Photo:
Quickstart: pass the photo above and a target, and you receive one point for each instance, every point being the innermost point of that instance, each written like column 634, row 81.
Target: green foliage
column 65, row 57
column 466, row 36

* * *

__GIVEN INSTRUCTION__: Express the records as a two-column CSV with the columns target_request and point_answer, giving one row per request with its text and its answer, each in a single quoted field and with line breaks turned into spaces.

__ANSWER IN FULL__:
target_request,point_answer
"Photo: Quickstart: pass the photo above and a target, and you receive one point for each instance, every point being the innermost point of that instance, each written like column 634, row 81. Target: green foliage","column 65, row 57 column 466, row 36"